Written exercise = Reproduce all of the data word for word.
BEGIN Input
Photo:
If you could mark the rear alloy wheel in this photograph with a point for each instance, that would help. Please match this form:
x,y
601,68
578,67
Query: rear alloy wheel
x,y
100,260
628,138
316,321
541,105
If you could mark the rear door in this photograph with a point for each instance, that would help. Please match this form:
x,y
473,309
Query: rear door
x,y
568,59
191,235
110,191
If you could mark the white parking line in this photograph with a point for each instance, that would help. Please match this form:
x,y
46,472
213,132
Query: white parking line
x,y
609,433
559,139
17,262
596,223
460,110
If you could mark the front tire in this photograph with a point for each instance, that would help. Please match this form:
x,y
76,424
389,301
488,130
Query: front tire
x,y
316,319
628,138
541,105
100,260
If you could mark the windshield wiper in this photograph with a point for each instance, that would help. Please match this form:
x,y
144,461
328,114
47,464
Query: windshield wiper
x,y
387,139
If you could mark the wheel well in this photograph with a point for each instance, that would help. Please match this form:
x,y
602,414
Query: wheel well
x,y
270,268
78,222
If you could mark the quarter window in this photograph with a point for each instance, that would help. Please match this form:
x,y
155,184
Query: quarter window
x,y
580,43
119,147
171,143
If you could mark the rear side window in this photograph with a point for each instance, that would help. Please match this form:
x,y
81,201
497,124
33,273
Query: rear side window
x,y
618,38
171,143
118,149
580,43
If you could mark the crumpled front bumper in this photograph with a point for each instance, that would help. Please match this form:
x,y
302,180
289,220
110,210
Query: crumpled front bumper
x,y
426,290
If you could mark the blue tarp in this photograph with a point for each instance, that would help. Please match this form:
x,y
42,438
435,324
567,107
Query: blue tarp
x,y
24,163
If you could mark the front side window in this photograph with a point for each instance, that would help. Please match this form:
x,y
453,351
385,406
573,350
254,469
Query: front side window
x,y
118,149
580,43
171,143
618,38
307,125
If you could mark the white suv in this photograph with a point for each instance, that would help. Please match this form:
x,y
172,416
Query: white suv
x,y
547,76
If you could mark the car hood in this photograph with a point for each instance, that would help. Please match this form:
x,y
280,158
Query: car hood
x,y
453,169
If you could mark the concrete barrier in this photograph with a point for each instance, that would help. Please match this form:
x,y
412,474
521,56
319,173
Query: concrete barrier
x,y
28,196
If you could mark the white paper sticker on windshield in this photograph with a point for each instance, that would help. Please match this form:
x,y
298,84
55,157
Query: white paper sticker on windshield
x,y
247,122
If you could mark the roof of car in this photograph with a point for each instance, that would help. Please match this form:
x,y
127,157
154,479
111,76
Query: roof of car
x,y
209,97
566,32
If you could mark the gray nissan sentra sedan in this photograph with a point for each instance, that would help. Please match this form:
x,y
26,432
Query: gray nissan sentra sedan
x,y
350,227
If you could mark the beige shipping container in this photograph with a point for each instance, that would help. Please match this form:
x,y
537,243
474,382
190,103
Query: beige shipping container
END Input
Solution =
Photo:
If you could mark the rear alloy wheel in this photograph with a point for each instance, that would help. Please match this form:
x,y
601,68
578,67
Query: rear alloy wheel
x,y
100,260
628,138
316,321
541,105
If you could mark the rear door in this photograph with a point for each instance, that would help. Please match this form:
x,y
473,309
Query: rear door
x,y
568,59
191,235
110,191
If you could mark the white parking line in this photograph with a point for each instance, that would help. Please match this form:
x,y
46,472
213,132
Query: white parking line
x,y
609,433
559,139
17,262
596,223
460,110
If you could mark the front tire in this photograph with a point for each instance, that would help. Please match this form:
x,y
76,424
389,301
488,130
Query: front tire
x,y
316,319
628,138
541,105
100,260
If you could mark the windshield wiper in this photograph with a point for each instance, that would help. Please match this form:
x,y
144,461
328,114
47,464
Query: windshield wiper
x,y
387,139
If you could mark the wheel well in this photograph with a point for each instance, that would help. Please match this form:
x,y
602,414
Query: wheel well
x,y
270,268
78,222
If you could mark the quarter window in this photograph with a point for each instance, that would help. Please match this form:
x,y
155,184
Query: quarter window
x,y
580,43
119,147
171,143
If you could mark the rear side window in this photograph with a point for each instance, that would help. Please match this form:
x,y
81,201
497,124
33,273
Query: rear side window
x,y
618,38
171,143
118,149
580,43
If you could mark the crumpled front bumper in this photograph with a point for each instance, that would help. Please match this form:
x,y
302,180
289,220
110,210
Query: crumpled front bumper
x,y
426,290
If you could mark the blue tarp in this photograph with a point for each instance, that would help. Please match this form:
x,y
42,438
435,324
567,107
Query: blue tarp
x,y
24,163
If you could mark the front side window in this photograph with a point for each instance, that would help. Please match this form:
x,y
453,351
385,406
573,350
254,469
Query: front side window
x,y
118,149
580,43
171,143
618,38
307,125
If you could mark the white suv in this photograph with a point for each instance, that would help. Please match this form:
x,y
172,416
Query: white suv
x,y
547,76
If you could mark the car hood in this photograph with a point for each instance, that would help. Please match this form:
x,y
280,158
Query: car hood
x,y
453,169
If you could mark the concrete barrier in this photograph with a point for each instance, that would help. Please match this form:
x,y
412,474
521,56
319,173
Query: concrete barrier
x,y
28,196
If you could mark the white paper sticker on windshield in this photograph with a point for each instance, that would help. Please match this form:
x,y
298,84
55,157
Query: white paper sticker on windshield
x,y
247,122
If you could mark the roof of car in this photograph with a point for each instance, that would help. Please match this form:
x,y
127,157
154,479
111,76
Query: roof of car
x,y
209,97
566,32
If you could mark the gray nissan sentra sedan in this photograph with a point for each instance, that would help. Please match this form:
x,y
26,432
Query: gray nissan sentra sedan
x,y
350,227
If you could mark the beige shipping container in this photograph with a point for each instance, that would help. Please match this form:
x,y
537,243
474,382
190,103
Query: beige shipping container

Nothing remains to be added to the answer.